[Opening Records supplied section]
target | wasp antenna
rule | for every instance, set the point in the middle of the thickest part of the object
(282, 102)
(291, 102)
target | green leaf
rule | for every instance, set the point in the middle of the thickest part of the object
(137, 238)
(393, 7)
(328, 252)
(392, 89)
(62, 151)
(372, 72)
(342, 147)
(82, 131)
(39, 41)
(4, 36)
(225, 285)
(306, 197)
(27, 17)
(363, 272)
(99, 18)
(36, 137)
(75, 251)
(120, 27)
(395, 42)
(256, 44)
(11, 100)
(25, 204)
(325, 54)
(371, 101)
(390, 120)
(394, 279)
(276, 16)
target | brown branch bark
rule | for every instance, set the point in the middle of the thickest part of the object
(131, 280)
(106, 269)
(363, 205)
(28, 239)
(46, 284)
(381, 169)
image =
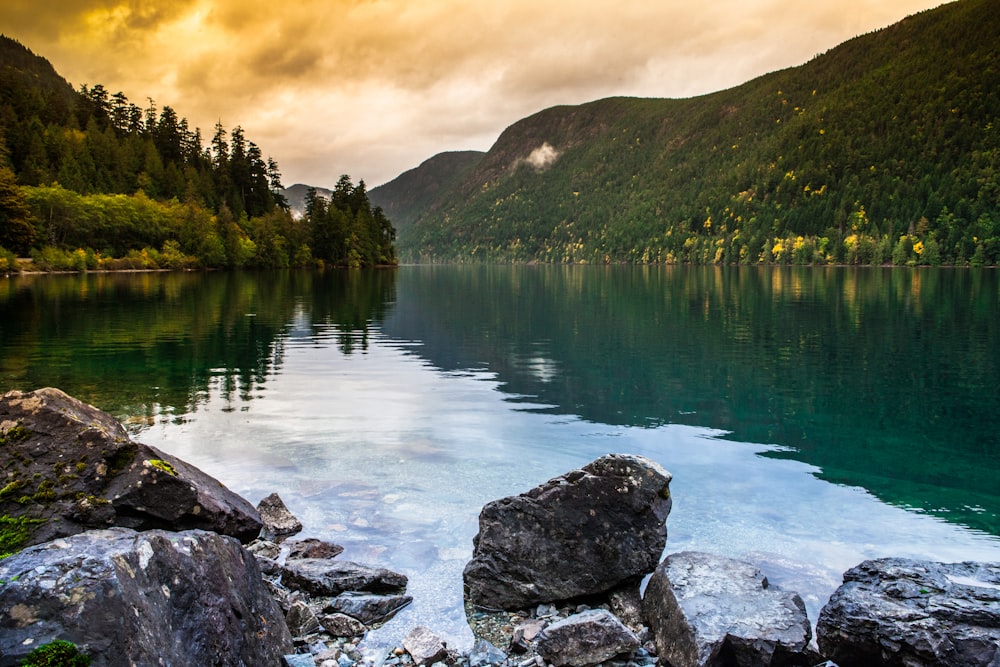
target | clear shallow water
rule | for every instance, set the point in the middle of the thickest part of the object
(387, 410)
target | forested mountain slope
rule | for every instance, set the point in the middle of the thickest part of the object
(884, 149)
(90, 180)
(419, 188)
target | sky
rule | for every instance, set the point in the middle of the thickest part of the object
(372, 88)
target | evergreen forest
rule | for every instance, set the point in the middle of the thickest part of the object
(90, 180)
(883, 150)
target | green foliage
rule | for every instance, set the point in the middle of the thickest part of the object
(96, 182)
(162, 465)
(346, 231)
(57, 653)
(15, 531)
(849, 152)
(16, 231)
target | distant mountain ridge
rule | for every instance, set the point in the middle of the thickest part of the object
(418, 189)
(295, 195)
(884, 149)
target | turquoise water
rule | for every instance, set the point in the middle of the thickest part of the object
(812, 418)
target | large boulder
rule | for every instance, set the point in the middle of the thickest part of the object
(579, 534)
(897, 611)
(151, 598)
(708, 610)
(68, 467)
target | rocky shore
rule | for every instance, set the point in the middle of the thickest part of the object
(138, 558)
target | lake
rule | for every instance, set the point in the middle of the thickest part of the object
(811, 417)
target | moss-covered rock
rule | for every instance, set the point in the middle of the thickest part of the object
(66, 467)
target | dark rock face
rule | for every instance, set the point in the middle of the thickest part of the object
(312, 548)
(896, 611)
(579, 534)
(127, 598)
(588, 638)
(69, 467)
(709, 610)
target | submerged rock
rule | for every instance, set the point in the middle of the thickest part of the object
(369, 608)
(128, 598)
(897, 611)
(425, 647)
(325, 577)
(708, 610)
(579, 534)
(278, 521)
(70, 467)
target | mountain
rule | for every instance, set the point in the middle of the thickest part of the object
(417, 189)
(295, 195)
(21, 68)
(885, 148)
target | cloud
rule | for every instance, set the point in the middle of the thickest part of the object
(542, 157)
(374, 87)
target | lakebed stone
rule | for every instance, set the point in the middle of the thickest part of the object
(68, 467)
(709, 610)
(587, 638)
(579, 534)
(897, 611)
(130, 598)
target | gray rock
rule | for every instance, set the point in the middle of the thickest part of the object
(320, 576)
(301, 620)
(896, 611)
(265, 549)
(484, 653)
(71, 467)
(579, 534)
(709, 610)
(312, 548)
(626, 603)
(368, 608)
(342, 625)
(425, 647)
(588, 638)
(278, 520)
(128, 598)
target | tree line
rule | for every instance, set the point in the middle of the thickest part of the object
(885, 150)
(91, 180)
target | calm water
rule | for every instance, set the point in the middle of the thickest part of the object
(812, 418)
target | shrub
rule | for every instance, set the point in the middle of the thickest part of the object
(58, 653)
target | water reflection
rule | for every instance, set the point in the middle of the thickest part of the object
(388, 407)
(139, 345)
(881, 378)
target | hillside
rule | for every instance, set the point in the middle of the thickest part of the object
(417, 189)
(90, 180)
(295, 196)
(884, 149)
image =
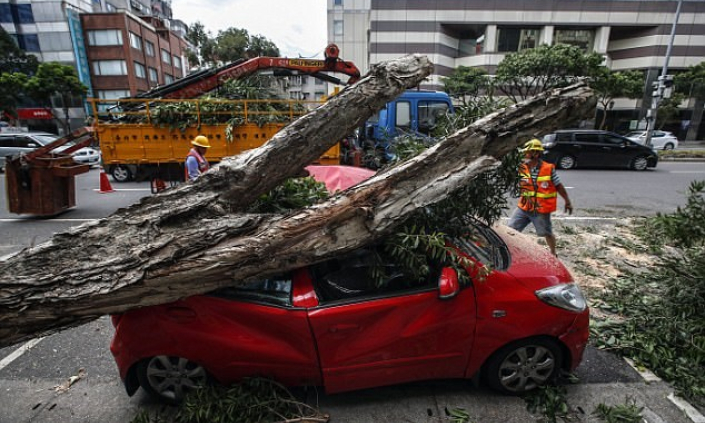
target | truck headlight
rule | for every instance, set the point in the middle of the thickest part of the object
[Closing Records supplied section]
Problem to work on
Return every line above in which the string "mountain" occurs.

Response box
target | forested mountain slope
target | distant mountain ridge
target | mountain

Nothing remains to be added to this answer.